Short problem – Nothing but the lines from the one containing "segment: roof ridge" through the last line should be written out, please, exactly as they stand.

Records supplied –

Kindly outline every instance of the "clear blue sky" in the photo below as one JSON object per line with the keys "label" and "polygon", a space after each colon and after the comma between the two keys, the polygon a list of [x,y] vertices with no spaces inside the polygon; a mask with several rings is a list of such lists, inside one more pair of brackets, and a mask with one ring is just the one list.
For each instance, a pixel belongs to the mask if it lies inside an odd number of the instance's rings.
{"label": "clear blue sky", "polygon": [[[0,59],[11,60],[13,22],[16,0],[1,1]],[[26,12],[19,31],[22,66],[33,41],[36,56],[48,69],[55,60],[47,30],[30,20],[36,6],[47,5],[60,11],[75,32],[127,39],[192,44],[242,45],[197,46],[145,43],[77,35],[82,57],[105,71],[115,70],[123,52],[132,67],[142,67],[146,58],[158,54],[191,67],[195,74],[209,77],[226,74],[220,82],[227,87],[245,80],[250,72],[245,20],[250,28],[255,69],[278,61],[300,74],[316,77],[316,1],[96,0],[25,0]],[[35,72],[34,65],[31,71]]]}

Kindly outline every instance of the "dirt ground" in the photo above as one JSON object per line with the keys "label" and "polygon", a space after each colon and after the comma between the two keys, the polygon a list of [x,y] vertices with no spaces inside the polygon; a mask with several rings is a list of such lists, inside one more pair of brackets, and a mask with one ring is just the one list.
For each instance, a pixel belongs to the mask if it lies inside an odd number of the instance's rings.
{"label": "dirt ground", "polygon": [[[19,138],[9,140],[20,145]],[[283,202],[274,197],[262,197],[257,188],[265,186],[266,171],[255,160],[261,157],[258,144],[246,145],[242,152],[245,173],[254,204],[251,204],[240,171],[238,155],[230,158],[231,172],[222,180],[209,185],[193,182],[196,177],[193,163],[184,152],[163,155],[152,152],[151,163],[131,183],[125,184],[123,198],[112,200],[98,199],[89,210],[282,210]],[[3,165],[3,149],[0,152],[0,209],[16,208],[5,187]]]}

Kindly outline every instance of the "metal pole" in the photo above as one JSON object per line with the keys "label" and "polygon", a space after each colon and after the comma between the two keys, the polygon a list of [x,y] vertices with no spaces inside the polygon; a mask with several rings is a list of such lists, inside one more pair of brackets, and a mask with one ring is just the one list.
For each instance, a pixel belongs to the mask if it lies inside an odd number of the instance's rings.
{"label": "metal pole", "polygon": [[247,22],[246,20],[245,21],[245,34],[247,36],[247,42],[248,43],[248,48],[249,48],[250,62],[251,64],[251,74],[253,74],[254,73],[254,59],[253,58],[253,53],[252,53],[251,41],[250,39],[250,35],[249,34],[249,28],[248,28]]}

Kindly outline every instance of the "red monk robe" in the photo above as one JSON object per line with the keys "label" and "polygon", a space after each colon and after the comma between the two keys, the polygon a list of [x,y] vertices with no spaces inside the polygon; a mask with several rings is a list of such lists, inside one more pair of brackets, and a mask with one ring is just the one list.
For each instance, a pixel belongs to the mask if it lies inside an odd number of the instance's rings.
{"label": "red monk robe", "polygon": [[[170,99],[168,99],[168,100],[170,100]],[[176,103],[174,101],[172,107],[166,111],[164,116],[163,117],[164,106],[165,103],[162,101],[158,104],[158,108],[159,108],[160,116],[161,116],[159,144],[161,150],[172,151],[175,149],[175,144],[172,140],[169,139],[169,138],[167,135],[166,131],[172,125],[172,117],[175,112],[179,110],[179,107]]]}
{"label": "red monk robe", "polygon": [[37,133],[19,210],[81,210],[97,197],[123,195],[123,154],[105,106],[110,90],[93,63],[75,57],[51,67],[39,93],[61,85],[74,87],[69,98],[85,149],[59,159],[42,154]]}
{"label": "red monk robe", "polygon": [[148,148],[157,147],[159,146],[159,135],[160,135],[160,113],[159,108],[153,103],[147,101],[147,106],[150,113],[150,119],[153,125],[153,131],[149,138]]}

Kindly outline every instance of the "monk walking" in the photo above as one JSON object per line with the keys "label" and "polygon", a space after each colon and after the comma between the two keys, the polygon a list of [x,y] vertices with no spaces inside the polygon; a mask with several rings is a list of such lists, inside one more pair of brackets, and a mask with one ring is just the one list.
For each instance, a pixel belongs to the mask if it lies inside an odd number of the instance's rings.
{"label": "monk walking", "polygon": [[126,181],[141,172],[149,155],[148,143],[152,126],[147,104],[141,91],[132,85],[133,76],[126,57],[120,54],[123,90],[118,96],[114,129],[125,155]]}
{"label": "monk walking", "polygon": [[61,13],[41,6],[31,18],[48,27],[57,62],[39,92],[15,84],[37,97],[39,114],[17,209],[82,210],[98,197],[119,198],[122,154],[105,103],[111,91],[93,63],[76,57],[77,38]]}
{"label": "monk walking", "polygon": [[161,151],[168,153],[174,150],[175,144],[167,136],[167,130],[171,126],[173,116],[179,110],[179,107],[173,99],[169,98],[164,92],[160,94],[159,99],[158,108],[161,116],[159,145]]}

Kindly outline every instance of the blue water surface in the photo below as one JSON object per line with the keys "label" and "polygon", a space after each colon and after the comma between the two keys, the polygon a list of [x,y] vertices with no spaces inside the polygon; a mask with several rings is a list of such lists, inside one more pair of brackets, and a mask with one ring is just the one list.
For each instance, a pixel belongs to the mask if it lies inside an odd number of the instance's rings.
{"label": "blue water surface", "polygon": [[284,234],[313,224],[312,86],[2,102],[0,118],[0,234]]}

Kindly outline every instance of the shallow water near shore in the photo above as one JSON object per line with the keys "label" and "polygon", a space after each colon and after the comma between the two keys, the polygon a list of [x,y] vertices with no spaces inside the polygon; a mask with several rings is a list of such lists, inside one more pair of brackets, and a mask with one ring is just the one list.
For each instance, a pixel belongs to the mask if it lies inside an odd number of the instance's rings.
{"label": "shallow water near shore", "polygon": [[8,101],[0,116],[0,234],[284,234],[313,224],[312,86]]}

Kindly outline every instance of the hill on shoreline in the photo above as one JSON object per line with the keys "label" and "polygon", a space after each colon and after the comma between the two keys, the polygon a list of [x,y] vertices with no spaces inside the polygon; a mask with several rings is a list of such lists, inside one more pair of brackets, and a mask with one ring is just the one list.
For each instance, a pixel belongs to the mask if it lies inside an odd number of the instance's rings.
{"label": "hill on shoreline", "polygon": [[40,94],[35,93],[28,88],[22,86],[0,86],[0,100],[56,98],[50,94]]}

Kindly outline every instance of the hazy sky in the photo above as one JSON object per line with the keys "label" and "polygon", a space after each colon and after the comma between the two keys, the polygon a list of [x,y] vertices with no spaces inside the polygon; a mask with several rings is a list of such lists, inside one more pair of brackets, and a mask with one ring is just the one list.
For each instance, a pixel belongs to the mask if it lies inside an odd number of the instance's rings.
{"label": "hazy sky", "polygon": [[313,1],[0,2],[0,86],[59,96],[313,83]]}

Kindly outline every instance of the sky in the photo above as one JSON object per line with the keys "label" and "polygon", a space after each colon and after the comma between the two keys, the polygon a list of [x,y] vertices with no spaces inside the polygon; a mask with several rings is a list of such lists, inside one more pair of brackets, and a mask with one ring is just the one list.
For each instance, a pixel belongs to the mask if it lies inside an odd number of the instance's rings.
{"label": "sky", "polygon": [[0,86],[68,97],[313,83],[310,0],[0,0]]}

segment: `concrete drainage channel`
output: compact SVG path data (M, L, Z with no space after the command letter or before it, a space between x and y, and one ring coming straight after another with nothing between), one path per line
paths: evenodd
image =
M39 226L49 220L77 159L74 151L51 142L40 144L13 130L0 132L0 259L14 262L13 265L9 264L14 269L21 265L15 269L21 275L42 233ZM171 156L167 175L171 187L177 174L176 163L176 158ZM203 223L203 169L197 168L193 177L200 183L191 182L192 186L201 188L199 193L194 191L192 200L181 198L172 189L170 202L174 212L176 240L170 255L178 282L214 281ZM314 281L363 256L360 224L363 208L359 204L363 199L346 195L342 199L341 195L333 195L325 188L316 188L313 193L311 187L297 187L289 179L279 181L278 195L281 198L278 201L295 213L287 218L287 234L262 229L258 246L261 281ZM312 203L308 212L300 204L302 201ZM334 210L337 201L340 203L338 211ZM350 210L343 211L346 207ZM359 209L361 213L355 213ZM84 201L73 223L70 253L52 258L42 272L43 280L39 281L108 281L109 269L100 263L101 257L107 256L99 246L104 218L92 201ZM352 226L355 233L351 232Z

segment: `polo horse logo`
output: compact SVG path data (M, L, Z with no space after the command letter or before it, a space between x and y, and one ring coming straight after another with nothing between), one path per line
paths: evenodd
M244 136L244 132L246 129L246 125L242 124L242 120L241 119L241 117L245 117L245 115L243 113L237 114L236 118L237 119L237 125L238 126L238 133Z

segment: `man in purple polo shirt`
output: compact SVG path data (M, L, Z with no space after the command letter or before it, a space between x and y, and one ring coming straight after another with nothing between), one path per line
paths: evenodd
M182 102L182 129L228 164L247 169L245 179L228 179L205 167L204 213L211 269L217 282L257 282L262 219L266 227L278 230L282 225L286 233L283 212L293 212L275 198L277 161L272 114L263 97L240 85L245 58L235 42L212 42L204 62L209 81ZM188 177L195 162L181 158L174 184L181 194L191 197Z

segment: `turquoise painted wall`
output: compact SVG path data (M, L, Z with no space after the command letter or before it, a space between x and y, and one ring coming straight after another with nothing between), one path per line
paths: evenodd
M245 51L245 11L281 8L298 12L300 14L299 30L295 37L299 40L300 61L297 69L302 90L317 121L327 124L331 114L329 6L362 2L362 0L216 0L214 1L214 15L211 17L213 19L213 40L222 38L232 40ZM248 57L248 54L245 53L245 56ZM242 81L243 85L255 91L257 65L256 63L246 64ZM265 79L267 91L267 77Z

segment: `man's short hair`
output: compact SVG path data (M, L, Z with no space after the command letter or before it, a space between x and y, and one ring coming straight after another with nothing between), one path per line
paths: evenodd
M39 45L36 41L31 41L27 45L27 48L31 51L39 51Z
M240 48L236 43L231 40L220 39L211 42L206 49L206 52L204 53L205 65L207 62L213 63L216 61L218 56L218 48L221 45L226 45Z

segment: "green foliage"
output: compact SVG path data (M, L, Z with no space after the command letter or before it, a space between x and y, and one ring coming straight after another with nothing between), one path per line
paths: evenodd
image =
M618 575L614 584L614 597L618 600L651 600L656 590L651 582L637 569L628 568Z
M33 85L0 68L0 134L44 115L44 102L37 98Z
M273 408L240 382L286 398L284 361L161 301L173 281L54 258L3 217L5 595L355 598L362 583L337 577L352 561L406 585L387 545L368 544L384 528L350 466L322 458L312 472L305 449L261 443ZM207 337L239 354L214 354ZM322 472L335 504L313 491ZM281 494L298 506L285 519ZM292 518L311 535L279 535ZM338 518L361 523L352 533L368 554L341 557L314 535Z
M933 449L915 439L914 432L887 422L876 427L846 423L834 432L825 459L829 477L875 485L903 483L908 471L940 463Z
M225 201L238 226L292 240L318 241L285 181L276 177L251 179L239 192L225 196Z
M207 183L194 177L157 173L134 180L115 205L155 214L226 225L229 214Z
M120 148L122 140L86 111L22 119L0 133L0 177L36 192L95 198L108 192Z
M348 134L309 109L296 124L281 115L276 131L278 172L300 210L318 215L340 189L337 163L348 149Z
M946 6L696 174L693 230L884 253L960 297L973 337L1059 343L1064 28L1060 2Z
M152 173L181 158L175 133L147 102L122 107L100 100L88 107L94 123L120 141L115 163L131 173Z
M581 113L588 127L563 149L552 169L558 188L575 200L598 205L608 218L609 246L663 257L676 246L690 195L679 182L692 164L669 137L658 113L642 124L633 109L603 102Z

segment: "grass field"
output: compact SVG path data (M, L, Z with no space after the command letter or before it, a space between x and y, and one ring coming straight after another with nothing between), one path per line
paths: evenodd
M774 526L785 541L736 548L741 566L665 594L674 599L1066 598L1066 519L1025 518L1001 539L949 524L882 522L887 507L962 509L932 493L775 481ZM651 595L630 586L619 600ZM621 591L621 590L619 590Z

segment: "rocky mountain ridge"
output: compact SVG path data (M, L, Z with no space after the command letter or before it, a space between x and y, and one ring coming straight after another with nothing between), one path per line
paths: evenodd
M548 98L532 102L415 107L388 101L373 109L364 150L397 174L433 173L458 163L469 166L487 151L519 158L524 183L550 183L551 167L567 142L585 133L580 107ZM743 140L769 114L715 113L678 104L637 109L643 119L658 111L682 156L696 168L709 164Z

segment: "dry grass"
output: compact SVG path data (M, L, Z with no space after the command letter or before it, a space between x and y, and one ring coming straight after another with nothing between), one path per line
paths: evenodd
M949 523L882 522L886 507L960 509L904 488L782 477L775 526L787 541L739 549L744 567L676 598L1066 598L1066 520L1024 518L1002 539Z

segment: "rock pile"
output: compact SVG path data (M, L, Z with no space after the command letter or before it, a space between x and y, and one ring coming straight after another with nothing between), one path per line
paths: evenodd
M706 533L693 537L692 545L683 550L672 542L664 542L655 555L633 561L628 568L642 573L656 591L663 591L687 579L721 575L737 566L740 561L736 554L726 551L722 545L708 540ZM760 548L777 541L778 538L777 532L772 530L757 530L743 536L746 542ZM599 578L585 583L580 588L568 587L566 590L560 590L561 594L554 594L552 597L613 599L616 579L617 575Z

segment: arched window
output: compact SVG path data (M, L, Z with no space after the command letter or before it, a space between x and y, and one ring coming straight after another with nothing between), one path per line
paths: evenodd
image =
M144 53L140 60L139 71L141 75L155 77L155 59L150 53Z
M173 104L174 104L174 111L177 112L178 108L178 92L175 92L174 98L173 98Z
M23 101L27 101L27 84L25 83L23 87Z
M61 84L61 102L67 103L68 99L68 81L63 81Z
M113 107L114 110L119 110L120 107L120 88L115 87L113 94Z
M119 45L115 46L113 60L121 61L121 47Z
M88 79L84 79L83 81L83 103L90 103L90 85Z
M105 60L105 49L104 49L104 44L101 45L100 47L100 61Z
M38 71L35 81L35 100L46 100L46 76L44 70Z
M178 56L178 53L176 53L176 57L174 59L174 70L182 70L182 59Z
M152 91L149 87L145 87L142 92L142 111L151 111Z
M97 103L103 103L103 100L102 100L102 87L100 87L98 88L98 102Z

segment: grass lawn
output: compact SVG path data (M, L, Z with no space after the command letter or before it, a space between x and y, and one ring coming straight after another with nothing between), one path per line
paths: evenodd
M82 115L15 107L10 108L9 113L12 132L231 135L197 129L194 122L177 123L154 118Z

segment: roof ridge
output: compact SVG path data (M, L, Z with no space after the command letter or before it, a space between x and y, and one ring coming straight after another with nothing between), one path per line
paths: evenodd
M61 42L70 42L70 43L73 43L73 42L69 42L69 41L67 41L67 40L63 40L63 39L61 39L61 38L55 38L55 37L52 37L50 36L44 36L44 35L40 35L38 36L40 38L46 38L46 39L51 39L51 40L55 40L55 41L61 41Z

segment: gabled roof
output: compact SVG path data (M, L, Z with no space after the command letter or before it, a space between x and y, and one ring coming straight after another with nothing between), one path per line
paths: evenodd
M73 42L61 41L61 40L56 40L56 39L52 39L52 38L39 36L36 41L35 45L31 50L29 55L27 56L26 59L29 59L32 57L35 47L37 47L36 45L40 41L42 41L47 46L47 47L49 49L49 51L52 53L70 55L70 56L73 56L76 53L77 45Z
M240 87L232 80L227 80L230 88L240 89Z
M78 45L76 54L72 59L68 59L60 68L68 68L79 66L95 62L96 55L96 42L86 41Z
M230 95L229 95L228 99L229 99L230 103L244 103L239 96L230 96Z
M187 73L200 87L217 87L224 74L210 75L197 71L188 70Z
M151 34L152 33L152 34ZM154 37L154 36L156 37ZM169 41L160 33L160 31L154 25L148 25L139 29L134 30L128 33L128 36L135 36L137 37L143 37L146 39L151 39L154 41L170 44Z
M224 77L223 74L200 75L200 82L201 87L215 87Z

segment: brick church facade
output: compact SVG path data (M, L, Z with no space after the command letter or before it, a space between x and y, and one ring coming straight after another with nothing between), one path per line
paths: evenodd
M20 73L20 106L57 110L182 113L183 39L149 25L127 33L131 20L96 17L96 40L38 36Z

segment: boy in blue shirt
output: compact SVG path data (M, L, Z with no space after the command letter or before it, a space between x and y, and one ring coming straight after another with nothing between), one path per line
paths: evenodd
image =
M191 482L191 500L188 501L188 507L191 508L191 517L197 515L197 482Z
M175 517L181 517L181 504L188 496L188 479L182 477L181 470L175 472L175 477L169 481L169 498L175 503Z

Response below –
segment: roof ridge
output: compact SVG path data (M, L, Z with no space after the command letter or before it, a space between x and y, and one ring coming straight after another with nothing between), one path per line
paths: evenodd
M61 42L70 42L70 43L73 43L73 42L69 42L69 41L67 41L67 40L63 40L63 39L61 39L61 38L55 38L55 37L52 37L50 36L44 36L44 35L40 35L38 36L40 38L46 38L46 39L51 39L51 40L55 40L55 41L61 41Z

segment: gabled roof
output: compact SVG path data (M, L, Z with no space after the command letter or before it, a space between x and y, and one ring coming straight after another with nothing between), one path per line
paths: evenodd
M73 42L61 41L61 40L56 40L56 39L52 39L52 38L39 36L36 41L35 45L31 50L29 55L27 56L26 59L29 59L32 57L35 47L37 47L36 45L40 41L42 41L47 46L47 47L49 49L49 51L52 53L70 55L70 56L73 56L76 53L77 45Z
M240 87L232 80L227 80L230 88L240 89Z
M78 45L76 54L72 59L68 59L60 68L68 68L79 66L95 62L96 55L96 42L86 41Z
M230 95L229 95L228 99L229 99L230 103L244 103L239 96L230 96Z
M187 73L200 87L217 87L224 74L210 75L197 71L188 70Z
M151 34L152 33L152 34ZM154 37L154 36L156 37ZM169 41L160 33L160 31L154 25L148 25L139 29L134 30L128 33L128 36L135 36L137 37L143 37L146 39L151 39L154 41L170 44Z
M224 77L223 74L200 75L200 82L201 87L215 87Z

segment: brick church facade
output: compact SVG path data (M, L, Z with no space after the command letter or before it, a space between x and y, and one ring coming straight after another with nothing between), one path per line
paths: evenodd
M20 73L20 106L57 110L182 113L183 39L149 25L127 33L131 20L96 17L96 40L38 36Z

segment: boy in blue shirt
output: compact SVG path data (M, L, Z with no space after the command letter or before it, a space between x and y, and one ring coming straight after another with nothing between), one path per line
paths: evenodd
image =
M191 482L191 500L188 501L188 507L191 508L191 517L197 515L197 482Z
M175 517L181 517L181 504L188 496L188 479L182 477L181 470L175 472L175 477L169 481L169 498L175 503Z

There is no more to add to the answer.